Run through the data and copy out every line that mentions the word "background".

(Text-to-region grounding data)
☆ ☆ ☆ ☆ ☆
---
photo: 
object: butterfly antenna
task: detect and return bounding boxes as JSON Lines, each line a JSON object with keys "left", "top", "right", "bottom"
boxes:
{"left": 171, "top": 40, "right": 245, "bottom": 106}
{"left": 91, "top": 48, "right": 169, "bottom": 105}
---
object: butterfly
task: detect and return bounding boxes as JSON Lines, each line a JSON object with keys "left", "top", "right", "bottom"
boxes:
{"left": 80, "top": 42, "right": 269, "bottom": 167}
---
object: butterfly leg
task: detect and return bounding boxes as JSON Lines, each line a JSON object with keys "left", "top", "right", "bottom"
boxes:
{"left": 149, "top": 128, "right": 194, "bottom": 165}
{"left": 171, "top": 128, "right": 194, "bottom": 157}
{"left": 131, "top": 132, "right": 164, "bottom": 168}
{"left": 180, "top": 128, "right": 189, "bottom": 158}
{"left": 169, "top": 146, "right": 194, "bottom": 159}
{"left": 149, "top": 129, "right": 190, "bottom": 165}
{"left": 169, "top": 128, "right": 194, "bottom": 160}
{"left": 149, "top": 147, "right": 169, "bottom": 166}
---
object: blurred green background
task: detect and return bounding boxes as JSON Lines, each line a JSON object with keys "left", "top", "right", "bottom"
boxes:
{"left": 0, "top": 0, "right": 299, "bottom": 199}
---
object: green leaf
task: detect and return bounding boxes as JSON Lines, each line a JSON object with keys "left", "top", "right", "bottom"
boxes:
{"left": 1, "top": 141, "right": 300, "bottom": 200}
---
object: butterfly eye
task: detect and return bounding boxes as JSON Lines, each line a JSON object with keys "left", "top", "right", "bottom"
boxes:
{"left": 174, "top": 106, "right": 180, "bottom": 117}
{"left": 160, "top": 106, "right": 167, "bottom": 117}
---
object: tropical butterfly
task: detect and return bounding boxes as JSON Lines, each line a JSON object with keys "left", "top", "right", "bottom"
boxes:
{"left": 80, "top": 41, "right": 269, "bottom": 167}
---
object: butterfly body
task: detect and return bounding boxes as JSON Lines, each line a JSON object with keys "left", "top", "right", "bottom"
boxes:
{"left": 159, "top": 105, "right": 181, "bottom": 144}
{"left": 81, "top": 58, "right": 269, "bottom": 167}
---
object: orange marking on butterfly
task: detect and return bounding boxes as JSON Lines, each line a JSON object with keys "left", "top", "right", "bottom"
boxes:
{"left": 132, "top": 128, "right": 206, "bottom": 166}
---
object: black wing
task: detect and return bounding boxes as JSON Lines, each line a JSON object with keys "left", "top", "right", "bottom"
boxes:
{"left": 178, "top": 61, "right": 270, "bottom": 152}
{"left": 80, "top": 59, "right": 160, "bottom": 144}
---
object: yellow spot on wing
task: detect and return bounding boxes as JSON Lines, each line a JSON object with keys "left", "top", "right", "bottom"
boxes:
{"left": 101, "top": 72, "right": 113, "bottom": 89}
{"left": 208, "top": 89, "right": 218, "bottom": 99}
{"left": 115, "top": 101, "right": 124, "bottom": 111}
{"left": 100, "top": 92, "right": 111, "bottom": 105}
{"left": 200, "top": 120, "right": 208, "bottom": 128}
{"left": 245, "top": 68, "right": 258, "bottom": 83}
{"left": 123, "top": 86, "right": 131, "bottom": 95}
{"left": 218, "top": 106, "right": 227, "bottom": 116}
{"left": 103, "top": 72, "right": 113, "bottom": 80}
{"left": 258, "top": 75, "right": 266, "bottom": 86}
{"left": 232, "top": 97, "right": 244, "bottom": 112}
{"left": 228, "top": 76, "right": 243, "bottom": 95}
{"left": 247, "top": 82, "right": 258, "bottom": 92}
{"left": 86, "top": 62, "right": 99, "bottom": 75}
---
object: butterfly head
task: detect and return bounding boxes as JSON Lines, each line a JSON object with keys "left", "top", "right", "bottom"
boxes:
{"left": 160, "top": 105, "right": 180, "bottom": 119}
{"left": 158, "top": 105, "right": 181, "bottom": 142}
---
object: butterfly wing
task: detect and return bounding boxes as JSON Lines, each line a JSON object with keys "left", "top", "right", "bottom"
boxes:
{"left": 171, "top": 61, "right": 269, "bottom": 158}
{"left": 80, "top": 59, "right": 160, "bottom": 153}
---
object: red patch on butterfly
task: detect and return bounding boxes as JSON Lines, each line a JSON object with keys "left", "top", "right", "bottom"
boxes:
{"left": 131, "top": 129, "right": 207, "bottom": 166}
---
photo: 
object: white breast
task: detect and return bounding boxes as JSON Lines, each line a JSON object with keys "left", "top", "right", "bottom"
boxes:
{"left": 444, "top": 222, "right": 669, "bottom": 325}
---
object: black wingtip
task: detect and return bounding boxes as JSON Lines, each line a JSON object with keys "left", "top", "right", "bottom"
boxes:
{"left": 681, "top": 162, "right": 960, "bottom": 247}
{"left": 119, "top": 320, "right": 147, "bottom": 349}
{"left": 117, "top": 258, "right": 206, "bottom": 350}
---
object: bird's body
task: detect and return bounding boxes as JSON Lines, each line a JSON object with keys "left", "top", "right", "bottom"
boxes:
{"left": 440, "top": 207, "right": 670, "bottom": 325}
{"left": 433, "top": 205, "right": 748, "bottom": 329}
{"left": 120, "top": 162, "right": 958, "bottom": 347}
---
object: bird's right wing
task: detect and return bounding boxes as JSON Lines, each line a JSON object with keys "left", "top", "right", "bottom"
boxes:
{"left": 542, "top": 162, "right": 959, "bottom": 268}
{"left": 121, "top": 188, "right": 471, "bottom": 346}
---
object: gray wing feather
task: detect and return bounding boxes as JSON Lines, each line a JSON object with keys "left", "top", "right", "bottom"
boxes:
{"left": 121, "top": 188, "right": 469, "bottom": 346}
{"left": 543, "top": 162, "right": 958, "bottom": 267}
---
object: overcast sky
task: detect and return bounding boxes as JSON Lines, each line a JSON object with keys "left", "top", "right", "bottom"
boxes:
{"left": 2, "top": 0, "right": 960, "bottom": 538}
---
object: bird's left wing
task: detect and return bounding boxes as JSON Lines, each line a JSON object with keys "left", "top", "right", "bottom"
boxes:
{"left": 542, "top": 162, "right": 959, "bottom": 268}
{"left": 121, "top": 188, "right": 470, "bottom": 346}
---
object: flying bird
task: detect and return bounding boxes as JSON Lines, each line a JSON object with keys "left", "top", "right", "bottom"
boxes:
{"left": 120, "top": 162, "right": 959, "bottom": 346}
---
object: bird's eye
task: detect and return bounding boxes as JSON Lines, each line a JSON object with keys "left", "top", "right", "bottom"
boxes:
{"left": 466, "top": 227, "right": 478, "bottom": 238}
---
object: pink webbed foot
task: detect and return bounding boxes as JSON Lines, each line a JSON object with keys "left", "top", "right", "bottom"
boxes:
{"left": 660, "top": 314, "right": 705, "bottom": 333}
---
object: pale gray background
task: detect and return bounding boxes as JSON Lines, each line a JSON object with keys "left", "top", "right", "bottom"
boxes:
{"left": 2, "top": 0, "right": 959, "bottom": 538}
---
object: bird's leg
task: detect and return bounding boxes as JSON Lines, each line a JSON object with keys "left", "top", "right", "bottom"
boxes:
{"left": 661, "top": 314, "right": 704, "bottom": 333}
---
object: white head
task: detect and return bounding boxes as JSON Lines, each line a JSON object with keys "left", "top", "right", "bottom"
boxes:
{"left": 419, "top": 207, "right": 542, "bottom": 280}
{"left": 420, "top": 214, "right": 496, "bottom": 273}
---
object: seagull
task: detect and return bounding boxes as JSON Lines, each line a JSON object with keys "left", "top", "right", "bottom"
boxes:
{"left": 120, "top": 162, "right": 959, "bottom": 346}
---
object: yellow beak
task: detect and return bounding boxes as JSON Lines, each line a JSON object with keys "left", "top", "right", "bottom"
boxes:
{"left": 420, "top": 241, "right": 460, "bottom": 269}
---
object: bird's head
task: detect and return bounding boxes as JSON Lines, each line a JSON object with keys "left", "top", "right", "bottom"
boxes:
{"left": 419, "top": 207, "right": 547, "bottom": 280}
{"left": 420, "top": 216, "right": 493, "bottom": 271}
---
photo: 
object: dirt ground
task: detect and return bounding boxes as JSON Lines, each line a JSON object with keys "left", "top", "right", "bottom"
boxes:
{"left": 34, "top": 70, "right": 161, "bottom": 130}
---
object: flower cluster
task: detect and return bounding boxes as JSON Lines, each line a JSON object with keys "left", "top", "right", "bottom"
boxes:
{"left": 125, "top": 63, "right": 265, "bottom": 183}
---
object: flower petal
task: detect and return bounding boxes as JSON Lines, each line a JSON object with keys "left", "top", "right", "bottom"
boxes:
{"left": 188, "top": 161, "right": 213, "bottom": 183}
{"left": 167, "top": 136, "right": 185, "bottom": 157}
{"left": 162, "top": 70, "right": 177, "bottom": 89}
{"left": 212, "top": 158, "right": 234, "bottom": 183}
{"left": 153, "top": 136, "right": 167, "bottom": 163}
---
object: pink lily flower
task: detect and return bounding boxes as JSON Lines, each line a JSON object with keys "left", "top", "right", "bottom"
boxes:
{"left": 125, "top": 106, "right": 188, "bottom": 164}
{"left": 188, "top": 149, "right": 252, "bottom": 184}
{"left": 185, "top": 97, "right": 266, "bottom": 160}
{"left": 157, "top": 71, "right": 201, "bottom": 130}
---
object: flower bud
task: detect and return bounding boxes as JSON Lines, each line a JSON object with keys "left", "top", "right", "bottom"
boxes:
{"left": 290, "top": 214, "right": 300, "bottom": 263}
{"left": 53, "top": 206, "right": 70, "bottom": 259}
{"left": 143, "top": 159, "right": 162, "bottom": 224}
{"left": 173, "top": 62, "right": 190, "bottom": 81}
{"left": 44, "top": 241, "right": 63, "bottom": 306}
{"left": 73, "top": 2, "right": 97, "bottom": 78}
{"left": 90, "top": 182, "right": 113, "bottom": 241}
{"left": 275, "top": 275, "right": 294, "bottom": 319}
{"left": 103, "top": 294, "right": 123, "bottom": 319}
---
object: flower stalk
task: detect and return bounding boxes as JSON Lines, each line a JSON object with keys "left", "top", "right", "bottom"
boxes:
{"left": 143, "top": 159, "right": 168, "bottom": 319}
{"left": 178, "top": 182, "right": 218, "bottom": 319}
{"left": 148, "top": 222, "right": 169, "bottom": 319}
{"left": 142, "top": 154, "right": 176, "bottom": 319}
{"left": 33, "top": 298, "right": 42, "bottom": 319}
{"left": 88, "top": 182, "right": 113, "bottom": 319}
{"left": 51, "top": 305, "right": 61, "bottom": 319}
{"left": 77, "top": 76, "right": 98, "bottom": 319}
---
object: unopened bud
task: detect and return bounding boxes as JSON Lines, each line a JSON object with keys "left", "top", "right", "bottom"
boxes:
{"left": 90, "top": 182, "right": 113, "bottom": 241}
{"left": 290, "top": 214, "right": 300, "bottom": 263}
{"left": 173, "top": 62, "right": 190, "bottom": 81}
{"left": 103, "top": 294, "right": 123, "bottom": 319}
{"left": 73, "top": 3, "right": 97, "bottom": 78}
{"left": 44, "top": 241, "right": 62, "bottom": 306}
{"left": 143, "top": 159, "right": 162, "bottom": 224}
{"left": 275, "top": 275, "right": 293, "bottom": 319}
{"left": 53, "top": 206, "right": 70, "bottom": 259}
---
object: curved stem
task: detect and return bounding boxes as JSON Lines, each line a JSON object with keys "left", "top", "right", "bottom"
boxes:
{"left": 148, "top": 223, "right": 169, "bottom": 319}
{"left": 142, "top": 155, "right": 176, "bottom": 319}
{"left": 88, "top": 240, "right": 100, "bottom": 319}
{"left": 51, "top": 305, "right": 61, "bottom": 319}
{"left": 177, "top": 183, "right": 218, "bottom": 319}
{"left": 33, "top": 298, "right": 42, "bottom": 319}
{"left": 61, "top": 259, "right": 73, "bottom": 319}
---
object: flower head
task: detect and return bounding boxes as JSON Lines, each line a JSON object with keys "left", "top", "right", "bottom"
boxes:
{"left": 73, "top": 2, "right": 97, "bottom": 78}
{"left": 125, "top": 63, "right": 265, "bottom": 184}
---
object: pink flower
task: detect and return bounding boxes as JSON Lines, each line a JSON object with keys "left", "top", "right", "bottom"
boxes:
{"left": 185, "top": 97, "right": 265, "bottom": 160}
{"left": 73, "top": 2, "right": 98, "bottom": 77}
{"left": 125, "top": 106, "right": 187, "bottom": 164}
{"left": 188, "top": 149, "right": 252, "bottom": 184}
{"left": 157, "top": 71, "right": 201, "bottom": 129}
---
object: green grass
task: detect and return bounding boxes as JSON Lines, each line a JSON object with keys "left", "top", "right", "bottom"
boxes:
☆ ☆ ☆ ☆ ☆
- [Answer for the task]
object: blurred green background
object: pale gray background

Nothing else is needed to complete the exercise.